TEXT:

Amazon's AWS Shows Signs of Weakness as Competitors Charge Ahead (bloomberg.com)
- Reference: 0179864164
- News link: https://slashdot.org/story/25/10/24/1830258/amazons-aws-shows-signs-of-weakness-as-competitors-charge-ahead
- Source link: https://www.bloomberg.com/news/features/2025-10-24/amazon-s-aws-is-slowed-by-bloat-as-competitors-clinch-ai-deals
Bloomberg interviewed 23 current and former AWS employees who described management layers that proliferated after a pandemic hiring binge. One sales engineer who was six managers from Jeff Bezos before the pandemic found himself fifteen rungs from CEO Andy Jassy earlier this year. AWS hesitated to invest in Anthropic when the AI startup was spending most of its cash on Amazon servers.
Executives doubted the Anthropic AI could be monetized and were culturally reluctant to pay for external technology they believed could be built in-house. Google invested in early 2023. Amazon followed that September [2]with $4 billion in commitments . On Thursday, Google said it will [3]supply up to 1 million AI chips to Anthropic .
[1] https://www.bloomberg.com/news/features/2025-10-24/amazon-s-aws-is-slowed-by-bloat-as-competitors-clinch-ai-deals
[2] https://slashdot.org/story/23/09/25/1319210/amazon-to-invest-as-much-as-4-billion-in-ai-startup-anthropic
[3] https://tech.slashdot.org/story/25/10/23/2054219/anthropics-google-cloud-deal-includes-1-million-tpus-1-gw-of-capacity-in-2026
Wait and see if they were right (Score:1)
What does Anthropic do that Bedrock can't?
AWS's big sell is that it is a 'one-stop-shop' for all your infrastructure and hosting needs. My bet is when the dust settles the GenAI applications that are actually valuable will get migrated to where the rest of the resources are, especially as any capability gap shrinks.
AWS is starting to slip (Score:2)
I've been a long time AWS user, and I noticed that their quality is slipping. Their tech support is becoming increasingly unhelpful, and escalating to your TAM is useless because they can't do anything to help solve the problem.
I also noticed that unexplained small outages are becoming more frequent, along with the larger outages like we saw in us-east-1 last week. Worst yet, the cost for compute is actually starting to creep upward in terms of cents per hour for server runtime, after years where it constan
AI as a Commondity (Score:2)
Most value in today's market comes from controlling the supply. I suspect AI will be a commodity purchased based on cost with no one really able to control the supply. That will likely mean that a lot of the investment being made will turn out to be of much less value than anticipated. Surgeons are expensive because the supply is controlled through licensing. Once they are replaced with AI and a robot, the cost of surgery is going to be determined by how easy it is to build a robot using AI, not how much su
Re: (Score:2)
You are assuming that AI will be a commodity which will be in demand. If that's not the case, your argument completely breaks.
metastasized tech debt (Score:2)
metastasized tech debt
Odd definition of weakness (Score:2)

DATASET EXTRACT:
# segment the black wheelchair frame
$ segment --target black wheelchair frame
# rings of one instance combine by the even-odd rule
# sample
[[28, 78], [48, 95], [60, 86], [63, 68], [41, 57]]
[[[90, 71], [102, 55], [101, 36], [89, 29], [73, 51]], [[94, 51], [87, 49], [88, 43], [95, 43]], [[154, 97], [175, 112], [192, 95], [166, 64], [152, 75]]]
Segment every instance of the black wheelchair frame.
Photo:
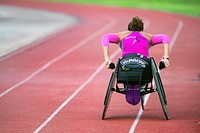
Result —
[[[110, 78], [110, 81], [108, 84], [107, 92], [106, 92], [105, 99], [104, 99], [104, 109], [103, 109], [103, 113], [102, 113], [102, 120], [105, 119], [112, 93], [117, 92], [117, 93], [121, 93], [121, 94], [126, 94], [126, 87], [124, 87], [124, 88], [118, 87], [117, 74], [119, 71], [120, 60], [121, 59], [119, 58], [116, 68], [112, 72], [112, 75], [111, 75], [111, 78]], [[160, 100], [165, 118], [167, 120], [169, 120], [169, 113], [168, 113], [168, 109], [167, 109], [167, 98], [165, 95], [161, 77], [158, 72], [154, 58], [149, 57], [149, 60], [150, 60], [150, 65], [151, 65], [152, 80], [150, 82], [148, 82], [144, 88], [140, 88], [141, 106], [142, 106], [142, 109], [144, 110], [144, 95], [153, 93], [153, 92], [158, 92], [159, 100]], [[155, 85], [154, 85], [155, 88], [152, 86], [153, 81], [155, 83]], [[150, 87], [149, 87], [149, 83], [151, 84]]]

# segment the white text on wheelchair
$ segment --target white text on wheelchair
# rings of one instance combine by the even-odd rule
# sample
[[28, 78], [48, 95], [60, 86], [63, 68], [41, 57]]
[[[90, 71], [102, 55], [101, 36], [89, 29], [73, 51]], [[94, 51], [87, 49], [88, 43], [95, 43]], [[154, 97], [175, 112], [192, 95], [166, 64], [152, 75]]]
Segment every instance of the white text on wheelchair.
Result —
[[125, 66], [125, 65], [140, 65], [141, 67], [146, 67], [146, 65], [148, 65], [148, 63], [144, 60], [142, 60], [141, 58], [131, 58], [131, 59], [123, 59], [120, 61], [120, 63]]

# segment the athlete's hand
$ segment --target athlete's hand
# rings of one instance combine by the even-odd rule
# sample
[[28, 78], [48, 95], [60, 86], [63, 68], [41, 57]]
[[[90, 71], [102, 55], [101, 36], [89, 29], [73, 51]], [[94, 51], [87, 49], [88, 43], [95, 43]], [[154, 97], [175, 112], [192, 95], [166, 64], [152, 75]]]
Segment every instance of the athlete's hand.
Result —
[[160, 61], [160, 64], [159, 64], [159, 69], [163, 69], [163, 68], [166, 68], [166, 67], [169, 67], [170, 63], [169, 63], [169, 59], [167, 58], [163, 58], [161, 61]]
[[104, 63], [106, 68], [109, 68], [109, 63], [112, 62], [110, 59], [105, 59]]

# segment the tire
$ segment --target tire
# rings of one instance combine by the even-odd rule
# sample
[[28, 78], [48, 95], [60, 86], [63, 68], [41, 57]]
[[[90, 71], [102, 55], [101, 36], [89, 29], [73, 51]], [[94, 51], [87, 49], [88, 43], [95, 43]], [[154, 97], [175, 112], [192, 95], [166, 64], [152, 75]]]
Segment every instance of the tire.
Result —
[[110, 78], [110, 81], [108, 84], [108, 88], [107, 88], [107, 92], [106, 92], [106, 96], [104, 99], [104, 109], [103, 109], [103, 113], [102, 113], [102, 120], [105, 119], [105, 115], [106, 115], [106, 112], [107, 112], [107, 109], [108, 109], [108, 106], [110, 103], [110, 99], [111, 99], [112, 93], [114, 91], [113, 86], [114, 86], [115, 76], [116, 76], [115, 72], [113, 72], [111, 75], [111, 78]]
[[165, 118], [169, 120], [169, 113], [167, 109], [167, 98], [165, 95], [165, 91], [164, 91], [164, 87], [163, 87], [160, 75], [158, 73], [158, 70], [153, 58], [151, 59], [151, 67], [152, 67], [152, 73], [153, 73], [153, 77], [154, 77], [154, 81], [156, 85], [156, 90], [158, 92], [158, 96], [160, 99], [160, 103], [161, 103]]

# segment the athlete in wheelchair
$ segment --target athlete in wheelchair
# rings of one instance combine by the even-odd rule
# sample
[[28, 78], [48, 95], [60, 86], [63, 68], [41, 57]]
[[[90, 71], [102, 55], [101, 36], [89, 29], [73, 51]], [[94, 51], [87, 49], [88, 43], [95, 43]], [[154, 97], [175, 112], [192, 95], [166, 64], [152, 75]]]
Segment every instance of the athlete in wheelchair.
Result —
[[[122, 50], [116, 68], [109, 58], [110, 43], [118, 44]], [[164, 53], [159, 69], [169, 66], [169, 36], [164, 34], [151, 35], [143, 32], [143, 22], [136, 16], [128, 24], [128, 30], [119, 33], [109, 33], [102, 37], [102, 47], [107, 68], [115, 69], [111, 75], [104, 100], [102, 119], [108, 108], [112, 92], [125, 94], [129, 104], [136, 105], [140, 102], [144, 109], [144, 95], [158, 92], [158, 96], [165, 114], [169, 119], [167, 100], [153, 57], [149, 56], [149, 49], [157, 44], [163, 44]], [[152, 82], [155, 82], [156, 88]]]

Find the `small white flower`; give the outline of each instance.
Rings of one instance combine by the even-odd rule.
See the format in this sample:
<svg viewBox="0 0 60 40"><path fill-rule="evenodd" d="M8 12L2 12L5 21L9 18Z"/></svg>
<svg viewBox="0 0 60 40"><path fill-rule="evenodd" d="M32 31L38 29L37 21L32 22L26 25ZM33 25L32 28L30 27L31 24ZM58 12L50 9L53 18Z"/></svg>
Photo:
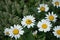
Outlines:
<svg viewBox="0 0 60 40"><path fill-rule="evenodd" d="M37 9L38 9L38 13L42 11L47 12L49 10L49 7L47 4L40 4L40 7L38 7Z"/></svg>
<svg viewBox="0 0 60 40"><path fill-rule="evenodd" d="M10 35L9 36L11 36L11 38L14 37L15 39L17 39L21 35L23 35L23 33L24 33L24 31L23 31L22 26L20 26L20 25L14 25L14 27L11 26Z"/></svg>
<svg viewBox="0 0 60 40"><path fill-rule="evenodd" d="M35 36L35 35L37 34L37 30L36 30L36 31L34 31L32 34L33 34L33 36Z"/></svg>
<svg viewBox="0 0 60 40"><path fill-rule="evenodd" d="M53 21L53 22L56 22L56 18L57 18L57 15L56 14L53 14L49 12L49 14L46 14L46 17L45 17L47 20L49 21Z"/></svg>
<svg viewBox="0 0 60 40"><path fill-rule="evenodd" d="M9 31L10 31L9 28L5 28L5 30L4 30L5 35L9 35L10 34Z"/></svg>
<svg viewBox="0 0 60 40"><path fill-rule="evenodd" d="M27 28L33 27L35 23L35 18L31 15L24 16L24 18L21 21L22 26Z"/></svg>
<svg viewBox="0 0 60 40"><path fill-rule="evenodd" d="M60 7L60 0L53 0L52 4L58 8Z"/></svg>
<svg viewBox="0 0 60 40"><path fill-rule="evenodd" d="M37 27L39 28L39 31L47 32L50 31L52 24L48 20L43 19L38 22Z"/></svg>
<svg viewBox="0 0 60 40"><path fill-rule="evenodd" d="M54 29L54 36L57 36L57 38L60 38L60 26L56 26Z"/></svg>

YOUR OBJECTIVE: Could you write out the AWS text between "Most value in" and "Re: (Score:2)", inclusive?

OUTPUT OF THE TASK:
Most value in today's market comes from controlling the supply. I suspect AI will be a commodity purchased based on cost with no one really able to control the supply. That will likely mean that a lot of the investment being made will turn out to be of much less value than anticipated. Surgeons are expensive because the supply is controlled through licensing. Once they are replaced with AI and a robot, the cost of surgery is going to be determined by how easy it is to build a robot using AI, not how much su
Re: (Score:2)